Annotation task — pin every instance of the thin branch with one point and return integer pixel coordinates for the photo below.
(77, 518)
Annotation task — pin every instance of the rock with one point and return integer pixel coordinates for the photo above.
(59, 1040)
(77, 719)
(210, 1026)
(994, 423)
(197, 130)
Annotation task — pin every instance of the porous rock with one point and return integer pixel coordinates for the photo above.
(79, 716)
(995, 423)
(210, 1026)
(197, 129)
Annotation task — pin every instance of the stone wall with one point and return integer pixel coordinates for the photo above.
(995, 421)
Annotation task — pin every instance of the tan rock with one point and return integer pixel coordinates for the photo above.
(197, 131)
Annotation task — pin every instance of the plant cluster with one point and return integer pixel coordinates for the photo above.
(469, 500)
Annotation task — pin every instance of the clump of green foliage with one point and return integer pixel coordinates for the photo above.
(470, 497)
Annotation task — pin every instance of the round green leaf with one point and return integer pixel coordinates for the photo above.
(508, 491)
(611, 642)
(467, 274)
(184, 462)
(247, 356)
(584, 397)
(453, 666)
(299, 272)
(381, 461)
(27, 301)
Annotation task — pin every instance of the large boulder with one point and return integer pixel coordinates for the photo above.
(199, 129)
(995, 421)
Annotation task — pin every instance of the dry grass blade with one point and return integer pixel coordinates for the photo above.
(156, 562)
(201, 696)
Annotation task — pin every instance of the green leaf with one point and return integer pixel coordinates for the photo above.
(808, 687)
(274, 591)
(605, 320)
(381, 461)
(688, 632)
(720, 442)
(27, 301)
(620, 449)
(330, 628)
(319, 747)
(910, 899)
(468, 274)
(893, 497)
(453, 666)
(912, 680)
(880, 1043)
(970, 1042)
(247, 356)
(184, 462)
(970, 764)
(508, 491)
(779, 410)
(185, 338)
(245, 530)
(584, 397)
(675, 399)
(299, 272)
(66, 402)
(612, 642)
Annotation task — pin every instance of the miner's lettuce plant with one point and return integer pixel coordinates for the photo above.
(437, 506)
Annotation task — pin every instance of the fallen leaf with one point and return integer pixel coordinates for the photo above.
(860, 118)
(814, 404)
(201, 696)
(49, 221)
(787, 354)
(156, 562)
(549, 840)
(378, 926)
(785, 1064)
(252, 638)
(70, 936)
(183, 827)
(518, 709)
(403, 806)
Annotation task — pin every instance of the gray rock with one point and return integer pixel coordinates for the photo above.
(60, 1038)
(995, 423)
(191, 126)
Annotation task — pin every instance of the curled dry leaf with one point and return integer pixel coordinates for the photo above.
· · · ·
**Aim**
Set all of the records down again, exactly as they stand.

**Problem solution**
Annotation task — pin every instance of the thin branch with one point and return integer pixel coordinates for the photo below.
(77, 518)
Annotation task — pin every instance of the rock with one point and return integer pixel coordinates for the photo above.
(59, 1040)
(77, 719)
(210, 1026)
(994, 423)
(197, 130)
Annotation task — pin every instance of the porous rock with one point and return integer pixel coordinates for the photo above.
(79, 716)
(995, 423)
(210, 1026)
(197, 129)
Annotation task — pin every instance of the stone wall with one point and return integer pixel coordinates for the photo above.
(995, 421)
Annotation task — pin every instance of the tan rock with one point and return integer pixel coordinates for the photo above.
(197, 131)
Annotation task — pin every instance of the plant cluster with one point and return integer pixel coordinates for the photo above.
(469, 500)
Annotation task — pin every instance of the clump of green foliage with one point and return integer pixel coordinates for the photo above.
(470, 497)
Annotation task — pin every instance of the round green leaf with one point and return integer pixel coordinates for the photo above.
(508, 491)
(611, 642)
(467, 274)
(184, 462)
(247, 356)
(584, 397)
(453, 666)
(299, 272)
(381, 461)
(27, 301)
Annotation task — pin every instance of the large boulder with one point and return integer pixel coordinates for the photo above.
(199, 129)
(995, 421)
Annotation task — pin every instance of the dry grass blade with one point and return integer pixel coordinates for the photo above.
(156, 562)
(201, 696)
Annotation task — pin every instance of the green leaf with one point and return integer pixel coordinates for the photo above.
(808, 687)
(274, 591)
(605, 320)
(381, 461)
(688, 632)
(720, 442)
(27, 301)
(620, 449)
(330, 628)
(319, 747)
(910, 899)
(468, 274)
(893, 497)
(453, 666)
(912, 680)
(880, 1043)
(970, 1042)
(247, 356)
(184, 462)
(970, 764)
(508, 491)
(779, 410)
(185, 338)
(245, 530)
(584, 397)
(675, 399)
(299, 272)
(66, 402)
(612, 642)
Annotation task — pin every instance of the miner's lettuce plant with one point and return integer pixel coordinates for the photo above.
(437, 506)
Annotation task — pin every instance of the fallen leaf with one point and return integer pixel coordinates for the photo above.
(860, 118)
(814, 404)
(201, 696)
(49, 221)
(787, 354)
(156, 562)
(549, 840)
(378, 926)
(785, 1064)
(252, 638)
(70, 936)
(183, 827)
(518, 709)
(403, 806)
Annotation task — pin every instance of the gray rock with one point and return integer pixel coordinates for the photo above.
(60, 1038)
(995, 423)
(191, 126)
Annotation task — pin every instance of the curled dry leaf with one point and return integer pixel coordinates for the photo above.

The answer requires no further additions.